## What the task requires:
Count the lines in the records below that contain the word "yellow". Give only the number.

## Material shown:
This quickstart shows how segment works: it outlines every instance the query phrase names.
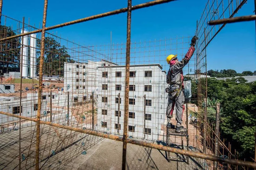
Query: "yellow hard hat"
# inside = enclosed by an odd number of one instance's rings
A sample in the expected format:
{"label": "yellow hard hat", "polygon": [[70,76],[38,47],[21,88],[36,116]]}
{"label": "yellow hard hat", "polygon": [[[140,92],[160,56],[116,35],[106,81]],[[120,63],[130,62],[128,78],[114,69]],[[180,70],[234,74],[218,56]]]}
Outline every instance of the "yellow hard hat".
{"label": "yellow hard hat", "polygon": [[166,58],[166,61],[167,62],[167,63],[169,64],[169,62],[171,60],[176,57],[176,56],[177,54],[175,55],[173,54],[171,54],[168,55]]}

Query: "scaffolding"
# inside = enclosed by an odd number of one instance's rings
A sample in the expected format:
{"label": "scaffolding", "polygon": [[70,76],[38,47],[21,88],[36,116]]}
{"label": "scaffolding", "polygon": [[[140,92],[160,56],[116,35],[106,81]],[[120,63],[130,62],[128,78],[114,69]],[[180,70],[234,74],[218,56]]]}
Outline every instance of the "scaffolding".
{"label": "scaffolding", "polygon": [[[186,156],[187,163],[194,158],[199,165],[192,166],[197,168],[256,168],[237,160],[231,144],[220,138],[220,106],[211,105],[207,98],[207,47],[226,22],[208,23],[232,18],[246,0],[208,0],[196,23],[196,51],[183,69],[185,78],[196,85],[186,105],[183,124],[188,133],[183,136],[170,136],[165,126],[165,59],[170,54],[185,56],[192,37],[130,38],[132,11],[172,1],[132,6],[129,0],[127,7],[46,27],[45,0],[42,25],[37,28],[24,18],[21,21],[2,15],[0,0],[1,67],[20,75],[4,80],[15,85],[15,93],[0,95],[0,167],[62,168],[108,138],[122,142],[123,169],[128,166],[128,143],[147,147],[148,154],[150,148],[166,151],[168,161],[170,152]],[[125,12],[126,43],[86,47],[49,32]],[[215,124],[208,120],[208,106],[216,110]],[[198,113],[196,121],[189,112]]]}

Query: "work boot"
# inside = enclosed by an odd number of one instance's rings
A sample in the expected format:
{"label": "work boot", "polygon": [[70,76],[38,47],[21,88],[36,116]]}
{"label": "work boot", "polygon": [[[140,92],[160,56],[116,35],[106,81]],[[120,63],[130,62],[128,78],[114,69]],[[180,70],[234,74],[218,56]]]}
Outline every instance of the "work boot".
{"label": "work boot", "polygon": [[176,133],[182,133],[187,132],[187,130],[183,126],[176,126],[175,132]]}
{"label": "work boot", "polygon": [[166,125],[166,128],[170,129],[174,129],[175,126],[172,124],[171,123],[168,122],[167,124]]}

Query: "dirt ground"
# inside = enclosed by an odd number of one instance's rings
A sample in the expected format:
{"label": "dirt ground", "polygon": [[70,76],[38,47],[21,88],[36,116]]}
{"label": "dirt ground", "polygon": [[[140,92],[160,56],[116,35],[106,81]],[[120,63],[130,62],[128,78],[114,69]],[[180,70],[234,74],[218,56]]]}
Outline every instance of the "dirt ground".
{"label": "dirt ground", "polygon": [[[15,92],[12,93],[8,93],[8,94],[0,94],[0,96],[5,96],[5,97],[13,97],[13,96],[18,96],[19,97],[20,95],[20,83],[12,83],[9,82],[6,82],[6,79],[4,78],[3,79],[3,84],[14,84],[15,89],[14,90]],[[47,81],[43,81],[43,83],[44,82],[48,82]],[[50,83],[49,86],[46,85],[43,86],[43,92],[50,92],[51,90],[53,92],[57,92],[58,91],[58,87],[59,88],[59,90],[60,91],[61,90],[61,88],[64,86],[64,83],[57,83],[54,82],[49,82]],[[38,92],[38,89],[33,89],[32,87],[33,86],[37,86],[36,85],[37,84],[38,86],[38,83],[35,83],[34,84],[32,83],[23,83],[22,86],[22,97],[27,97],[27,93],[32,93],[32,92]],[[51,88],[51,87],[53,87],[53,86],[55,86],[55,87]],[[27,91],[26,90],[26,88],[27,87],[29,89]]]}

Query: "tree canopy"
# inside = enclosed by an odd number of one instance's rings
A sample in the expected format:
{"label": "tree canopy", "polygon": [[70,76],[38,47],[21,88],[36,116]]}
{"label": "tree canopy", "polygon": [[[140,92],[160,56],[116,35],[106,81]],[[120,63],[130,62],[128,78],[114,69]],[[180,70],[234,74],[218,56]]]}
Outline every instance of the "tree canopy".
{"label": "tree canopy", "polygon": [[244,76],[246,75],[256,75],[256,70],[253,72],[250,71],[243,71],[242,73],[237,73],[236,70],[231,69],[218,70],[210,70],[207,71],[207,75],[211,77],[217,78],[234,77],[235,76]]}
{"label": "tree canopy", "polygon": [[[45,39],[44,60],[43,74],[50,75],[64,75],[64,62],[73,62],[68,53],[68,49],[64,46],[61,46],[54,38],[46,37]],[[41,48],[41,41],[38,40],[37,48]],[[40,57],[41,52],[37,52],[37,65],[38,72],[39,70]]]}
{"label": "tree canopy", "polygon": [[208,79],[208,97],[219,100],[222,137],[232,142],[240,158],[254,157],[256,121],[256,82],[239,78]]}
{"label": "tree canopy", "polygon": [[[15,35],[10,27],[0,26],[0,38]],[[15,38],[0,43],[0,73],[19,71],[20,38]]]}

--

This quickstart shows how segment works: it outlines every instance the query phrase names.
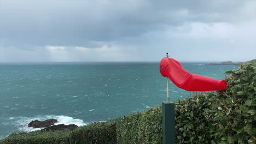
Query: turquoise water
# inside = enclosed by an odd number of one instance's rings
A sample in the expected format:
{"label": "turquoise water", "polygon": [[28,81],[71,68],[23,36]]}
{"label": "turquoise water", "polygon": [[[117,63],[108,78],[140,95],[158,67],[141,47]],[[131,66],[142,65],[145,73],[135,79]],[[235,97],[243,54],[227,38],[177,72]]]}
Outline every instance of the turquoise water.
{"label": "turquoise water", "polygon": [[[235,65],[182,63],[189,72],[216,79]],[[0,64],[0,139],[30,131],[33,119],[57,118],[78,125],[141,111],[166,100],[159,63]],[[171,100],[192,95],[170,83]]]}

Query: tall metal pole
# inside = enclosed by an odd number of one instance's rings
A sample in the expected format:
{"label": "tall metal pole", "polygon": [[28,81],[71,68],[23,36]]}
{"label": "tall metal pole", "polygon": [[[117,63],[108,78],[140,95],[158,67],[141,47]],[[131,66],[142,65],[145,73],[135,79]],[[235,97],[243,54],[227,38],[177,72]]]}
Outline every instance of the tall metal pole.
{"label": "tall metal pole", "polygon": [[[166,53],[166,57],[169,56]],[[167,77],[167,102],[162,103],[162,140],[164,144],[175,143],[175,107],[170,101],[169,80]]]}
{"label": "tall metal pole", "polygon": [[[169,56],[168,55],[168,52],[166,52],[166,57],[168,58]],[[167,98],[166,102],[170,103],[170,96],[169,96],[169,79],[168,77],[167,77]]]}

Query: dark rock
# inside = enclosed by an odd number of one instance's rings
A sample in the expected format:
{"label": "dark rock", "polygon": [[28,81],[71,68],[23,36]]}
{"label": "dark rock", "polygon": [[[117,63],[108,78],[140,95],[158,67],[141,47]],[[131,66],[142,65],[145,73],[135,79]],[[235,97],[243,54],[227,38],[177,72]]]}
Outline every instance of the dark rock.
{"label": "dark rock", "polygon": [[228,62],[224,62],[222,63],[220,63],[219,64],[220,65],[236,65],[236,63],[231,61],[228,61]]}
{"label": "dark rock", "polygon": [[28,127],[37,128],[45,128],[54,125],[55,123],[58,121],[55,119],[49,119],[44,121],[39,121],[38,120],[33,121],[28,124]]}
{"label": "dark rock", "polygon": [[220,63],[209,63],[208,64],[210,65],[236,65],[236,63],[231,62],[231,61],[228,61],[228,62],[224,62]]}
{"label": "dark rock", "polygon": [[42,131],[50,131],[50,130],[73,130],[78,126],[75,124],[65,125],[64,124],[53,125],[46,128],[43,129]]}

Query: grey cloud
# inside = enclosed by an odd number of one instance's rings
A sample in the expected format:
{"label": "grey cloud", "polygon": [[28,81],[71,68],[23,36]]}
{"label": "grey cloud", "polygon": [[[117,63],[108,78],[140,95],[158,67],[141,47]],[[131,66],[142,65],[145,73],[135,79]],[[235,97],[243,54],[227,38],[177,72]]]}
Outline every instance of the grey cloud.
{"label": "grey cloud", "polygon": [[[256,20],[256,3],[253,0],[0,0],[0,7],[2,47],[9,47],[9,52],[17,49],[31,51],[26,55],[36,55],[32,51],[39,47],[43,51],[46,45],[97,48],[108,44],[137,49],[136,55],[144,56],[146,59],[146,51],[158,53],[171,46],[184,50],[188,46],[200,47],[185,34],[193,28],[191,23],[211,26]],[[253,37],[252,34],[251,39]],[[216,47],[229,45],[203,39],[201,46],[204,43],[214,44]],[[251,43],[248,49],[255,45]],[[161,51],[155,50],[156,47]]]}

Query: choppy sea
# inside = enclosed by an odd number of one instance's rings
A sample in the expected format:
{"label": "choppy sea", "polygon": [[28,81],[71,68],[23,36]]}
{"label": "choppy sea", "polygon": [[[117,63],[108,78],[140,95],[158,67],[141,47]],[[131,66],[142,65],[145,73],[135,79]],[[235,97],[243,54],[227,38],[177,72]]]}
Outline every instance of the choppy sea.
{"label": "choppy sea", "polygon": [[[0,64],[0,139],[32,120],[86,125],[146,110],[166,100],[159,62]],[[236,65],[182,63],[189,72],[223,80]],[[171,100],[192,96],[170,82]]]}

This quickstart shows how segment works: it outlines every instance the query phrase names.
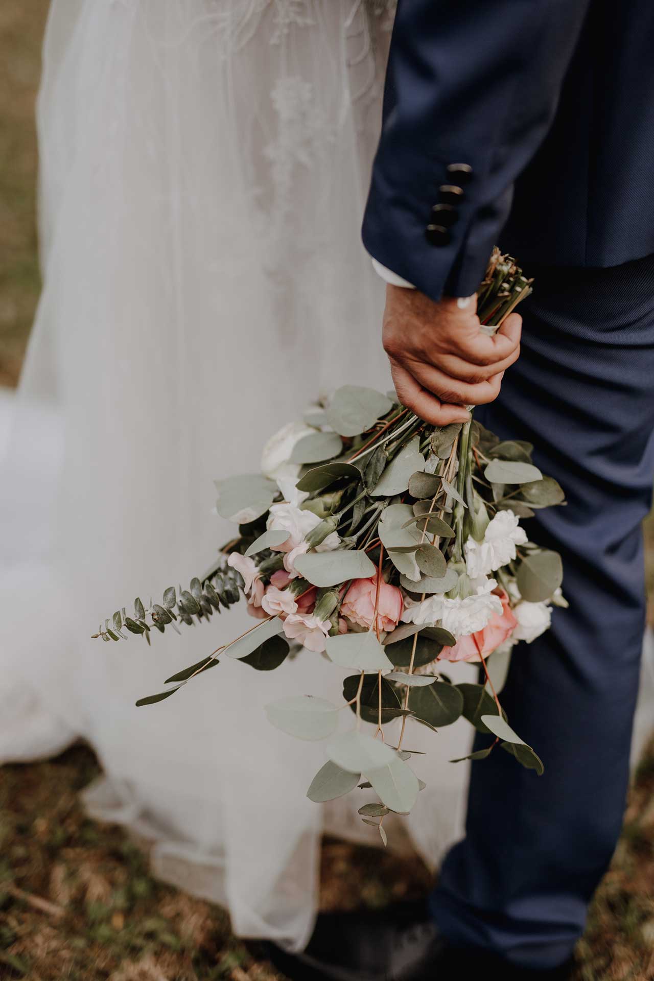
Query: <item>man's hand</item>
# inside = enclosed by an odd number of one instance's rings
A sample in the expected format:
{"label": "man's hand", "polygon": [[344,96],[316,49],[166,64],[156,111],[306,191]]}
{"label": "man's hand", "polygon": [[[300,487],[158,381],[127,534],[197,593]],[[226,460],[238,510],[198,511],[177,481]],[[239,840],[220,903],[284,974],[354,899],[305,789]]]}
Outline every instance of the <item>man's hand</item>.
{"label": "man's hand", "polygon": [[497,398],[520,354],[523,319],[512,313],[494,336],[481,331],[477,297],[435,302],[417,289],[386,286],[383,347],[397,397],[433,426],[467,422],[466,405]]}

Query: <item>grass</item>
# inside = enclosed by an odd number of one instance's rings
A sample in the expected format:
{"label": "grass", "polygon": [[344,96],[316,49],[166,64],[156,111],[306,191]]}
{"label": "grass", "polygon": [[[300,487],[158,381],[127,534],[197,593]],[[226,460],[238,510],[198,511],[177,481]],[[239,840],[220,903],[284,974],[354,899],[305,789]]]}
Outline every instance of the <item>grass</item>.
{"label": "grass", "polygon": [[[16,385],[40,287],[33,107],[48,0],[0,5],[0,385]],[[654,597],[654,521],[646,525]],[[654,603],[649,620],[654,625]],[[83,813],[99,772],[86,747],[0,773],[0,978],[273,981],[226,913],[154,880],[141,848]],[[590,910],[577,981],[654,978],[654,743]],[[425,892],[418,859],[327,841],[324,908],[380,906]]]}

## The result:
5